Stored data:
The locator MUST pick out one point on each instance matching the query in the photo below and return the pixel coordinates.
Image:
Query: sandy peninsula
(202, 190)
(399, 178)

▶ [Your goal]: Reproduce the material with "sandy peninsula" swapped for "sand spit" and every other part left unchanged.

▶ [Finished answer]:
The locator MUST pick out one point on each instance matching the query in the photo below and return the pixel coordinates.
Image:
Query: sand spit
(202, 190)
(399, 178)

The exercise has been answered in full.